=== Datos proporcionados ===

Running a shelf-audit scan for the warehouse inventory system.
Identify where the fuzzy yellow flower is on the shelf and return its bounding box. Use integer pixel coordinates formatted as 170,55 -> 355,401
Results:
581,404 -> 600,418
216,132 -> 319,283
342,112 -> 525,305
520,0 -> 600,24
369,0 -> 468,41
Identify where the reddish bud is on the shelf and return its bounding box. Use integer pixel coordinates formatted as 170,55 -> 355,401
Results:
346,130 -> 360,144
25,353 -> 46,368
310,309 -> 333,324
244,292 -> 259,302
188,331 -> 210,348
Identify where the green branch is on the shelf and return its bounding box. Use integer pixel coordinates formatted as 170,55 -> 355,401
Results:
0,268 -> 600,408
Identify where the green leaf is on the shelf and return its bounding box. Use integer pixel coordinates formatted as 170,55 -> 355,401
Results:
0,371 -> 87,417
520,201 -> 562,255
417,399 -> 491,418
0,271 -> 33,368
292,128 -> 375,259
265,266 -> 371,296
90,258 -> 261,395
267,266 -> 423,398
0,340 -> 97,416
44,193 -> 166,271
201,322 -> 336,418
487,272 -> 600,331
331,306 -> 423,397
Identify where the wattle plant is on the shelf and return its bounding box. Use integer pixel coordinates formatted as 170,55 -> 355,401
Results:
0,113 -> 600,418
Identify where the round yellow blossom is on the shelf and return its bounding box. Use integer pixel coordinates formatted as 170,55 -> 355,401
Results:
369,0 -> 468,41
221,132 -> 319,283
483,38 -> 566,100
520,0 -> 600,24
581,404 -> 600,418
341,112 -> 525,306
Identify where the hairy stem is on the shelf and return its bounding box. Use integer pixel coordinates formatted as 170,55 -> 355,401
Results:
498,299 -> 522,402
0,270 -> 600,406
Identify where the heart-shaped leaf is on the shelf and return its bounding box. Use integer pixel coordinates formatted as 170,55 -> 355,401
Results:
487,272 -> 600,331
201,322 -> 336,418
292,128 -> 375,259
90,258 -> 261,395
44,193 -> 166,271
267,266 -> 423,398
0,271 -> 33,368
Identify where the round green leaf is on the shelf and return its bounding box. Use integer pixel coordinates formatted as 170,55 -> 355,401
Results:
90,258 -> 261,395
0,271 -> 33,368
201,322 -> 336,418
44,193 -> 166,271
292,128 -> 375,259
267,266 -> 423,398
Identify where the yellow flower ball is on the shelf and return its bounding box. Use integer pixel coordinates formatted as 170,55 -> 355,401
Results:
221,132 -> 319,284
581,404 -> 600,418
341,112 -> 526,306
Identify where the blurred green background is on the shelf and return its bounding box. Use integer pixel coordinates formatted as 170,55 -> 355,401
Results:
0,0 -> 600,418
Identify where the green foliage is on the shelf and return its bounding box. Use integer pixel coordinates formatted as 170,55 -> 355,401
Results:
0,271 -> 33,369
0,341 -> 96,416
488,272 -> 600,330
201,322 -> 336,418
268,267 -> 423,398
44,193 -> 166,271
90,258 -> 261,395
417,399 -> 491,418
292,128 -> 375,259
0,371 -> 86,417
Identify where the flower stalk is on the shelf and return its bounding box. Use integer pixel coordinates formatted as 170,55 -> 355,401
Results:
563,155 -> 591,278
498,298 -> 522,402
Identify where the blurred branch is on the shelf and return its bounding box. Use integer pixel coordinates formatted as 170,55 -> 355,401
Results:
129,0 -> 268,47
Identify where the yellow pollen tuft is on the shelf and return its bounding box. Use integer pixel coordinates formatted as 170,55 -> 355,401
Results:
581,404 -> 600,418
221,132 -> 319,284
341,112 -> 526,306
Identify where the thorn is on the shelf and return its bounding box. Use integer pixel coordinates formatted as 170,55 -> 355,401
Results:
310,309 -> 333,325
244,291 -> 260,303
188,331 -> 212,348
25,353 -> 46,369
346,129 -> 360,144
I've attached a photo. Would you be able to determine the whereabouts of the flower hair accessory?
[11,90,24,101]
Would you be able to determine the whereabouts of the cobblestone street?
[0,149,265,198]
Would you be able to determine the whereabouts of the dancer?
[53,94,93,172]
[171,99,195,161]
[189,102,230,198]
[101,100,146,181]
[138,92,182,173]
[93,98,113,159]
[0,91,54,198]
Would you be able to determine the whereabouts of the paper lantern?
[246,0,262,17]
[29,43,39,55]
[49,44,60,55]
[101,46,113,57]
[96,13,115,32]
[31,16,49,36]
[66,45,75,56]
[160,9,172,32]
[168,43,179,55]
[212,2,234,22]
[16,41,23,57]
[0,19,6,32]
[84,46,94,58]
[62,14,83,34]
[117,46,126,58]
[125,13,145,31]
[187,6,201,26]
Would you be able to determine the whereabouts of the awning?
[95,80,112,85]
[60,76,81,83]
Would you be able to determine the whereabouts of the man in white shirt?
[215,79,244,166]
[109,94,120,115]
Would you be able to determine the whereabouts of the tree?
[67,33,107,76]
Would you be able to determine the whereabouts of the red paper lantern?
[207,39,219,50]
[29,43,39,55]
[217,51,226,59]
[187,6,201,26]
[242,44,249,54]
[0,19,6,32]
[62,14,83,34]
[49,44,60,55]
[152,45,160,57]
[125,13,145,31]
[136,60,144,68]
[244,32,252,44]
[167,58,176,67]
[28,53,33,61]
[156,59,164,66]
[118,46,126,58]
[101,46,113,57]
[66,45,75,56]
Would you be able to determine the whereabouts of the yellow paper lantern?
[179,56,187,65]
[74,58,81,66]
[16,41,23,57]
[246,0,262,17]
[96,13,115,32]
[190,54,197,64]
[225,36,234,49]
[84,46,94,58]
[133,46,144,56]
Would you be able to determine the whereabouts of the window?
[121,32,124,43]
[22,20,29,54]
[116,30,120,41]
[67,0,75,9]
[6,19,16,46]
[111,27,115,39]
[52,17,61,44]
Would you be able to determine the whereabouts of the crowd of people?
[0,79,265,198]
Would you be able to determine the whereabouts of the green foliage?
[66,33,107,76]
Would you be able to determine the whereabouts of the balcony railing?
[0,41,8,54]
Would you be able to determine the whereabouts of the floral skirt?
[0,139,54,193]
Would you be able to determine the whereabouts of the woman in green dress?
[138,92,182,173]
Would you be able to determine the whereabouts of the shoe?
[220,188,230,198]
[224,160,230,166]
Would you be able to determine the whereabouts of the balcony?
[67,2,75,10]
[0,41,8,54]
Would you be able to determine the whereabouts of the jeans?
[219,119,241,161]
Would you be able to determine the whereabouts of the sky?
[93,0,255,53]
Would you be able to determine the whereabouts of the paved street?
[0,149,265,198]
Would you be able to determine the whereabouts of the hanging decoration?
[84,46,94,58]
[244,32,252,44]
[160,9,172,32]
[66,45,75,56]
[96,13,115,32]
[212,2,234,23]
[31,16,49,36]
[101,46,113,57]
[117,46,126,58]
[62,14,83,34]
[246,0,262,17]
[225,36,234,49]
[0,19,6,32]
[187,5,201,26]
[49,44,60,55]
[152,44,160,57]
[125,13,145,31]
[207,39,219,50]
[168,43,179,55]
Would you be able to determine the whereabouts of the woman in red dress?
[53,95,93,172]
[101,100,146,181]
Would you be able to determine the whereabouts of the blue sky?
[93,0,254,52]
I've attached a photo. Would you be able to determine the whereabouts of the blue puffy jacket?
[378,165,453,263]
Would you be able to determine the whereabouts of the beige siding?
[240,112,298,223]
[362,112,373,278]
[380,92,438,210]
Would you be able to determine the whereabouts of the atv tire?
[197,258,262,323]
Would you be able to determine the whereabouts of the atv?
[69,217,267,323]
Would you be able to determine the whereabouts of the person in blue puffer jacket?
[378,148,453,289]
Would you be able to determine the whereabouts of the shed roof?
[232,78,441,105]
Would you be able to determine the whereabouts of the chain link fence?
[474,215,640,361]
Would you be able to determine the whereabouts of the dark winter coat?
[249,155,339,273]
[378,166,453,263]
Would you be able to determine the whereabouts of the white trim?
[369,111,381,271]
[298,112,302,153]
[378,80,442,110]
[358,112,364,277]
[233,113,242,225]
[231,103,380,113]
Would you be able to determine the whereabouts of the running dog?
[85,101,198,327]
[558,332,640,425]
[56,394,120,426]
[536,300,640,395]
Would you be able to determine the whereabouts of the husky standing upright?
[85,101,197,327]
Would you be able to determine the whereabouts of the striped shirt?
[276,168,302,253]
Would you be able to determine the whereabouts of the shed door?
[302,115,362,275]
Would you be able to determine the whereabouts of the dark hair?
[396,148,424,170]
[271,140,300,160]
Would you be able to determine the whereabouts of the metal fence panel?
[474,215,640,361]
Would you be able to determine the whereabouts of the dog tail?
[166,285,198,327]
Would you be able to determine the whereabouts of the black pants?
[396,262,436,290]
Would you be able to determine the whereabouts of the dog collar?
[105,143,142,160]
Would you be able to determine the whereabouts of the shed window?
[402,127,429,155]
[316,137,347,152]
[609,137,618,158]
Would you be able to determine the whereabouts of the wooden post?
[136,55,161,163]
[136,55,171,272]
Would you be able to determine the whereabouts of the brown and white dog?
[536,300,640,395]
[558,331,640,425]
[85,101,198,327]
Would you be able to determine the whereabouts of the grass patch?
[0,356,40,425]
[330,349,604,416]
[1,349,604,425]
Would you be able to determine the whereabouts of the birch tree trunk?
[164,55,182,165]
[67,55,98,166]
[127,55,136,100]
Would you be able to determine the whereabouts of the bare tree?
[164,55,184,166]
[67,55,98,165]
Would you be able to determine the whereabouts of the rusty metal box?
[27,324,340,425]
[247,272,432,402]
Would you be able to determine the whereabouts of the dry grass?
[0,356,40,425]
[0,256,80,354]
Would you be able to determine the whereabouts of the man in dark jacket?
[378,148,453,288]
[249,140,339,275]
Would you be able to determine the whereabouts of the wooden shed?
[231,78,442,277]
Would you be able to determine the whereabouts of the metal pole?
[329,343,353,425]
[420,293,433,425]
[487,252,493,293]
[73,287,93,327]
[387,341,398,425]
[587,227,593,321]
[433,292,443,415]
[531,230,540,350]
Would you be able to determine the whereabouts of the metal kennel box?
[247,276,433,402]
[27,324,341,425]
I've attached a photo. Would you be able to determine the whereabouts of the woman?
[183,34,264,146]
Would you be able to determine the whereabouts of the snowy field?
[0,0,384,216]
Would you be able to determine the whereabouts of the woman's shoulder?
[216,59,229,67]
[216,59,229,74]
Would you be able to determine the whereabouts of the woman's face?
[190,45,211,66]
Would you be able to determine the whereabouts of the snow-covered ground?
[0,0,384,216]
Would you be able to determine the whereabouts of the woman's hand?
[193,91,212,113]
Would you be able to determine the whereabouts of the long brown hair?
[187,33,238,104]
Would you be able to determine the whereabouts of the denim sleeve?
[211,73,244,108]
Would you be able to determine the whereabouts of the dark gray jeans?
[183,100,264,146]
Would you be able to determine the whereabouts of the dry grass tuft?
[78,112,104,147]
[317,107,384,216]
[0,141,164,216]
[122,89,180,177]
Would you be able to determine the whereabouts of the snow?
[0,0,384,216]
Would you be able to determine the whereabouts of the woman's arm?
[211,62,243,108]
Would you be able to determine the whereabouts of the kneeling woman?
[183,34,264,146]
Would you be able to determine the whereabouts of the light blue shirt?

===

> _En qué consiste_
Convierte en una lista JSON de cadenas las líneas de los datos que van desde la que contiene "Identify where the green foliage" hasta la que contiene "[0,91,54,198]", ambas incluidas. Pon una cadena por cada línea y deja fuera las líneas en blanco.

> _Resultado final_
[
  "Identify where the green foliage is on the shelf and return its bounding box. Use integer pixel coordinates formatted as 170,55 -> 355,401",
  "Results:",
  "0,271 -> 33,369",
  "0,341 -> 96,416",
  "488,272 -> 600,330",
  "201,322 -> 336,418",
  "268,267 -> 423,398",
  "44,193 -> 166,271",
  "90,258 -> 261,395",
  "417,399 -> 491,418",
  "292,128 -> 375,259",
  "0,371 -> 86,417",
  "Identify where the flower stalk is on the shelf and return its bounding box. Use integer pixel coordinates formatted as 170,55 -> 355,401",
  "Results:",
  "563,155 -> 591,278",
  "498,298 -> 522,402",
  "Identify where the blurred branch is on the shelf and return its bounding box. Use integer pixel coordinates formatted as 170,55 -> 355,401",
  "Results:",
  "129,0 -> 268,47",
  "Identify where the yellow pollen tuft is on the shelf and return its bounding box. Use integer pixel coordinates formatted as 170,55 -> 355,401",
  "Results:",
  "581,404 -> 600,418",
  "221,132 -> 319,284",
  "341,112 -> 526,306",
  "Identify where the thorn is on the shelf and return its bounding box. Use integer pixel coordinates formatted as 170,55 -> 355,401",
  "Results:",
  "310,309 -> 333,325",
  "244,291 -> 260,303",
  "188,331 -> 212,348",
  "25,353 -> 46,369",
  "346,129 -> 360,144",
  "I've attached a photo. Would you be able to determine the whereabouts of the flower hair accessory?",
  "[11,90,24,101]",
  "Would you be able to determine the whereabouts of the cobblestone street?",
  "[0,149,265,198]",
  "Would you be able to determine the whereabouts of the dancer?",
  "[53,94,93,172]",
  "[171,99,195,161]",
  "[189,102,230,198]",
  "[101,100,146,181]",
  "[138,92,182,173]",
  "[93,98,113,159]",
  "[0,91,54,198]"
]